**Goal:**
Rewrite the data below with "wooden frame" substituted for every "white frame", changing nothing else.

**Data entries:**
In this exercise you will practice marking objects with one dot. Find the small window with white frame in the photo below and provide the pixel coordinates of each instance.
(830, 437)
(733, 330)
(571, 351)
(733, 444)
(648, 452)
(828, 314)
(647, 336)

**Task response:**
In this exercise you will practice marking objects with one dot. Find the small window with wooden frame in the photo below and provide the pixel coordinates of each instance.
(830, 437)
(733, 330)
(571, 351)
(733, 444)
(648, 452)
(828, 314)
(647, 336)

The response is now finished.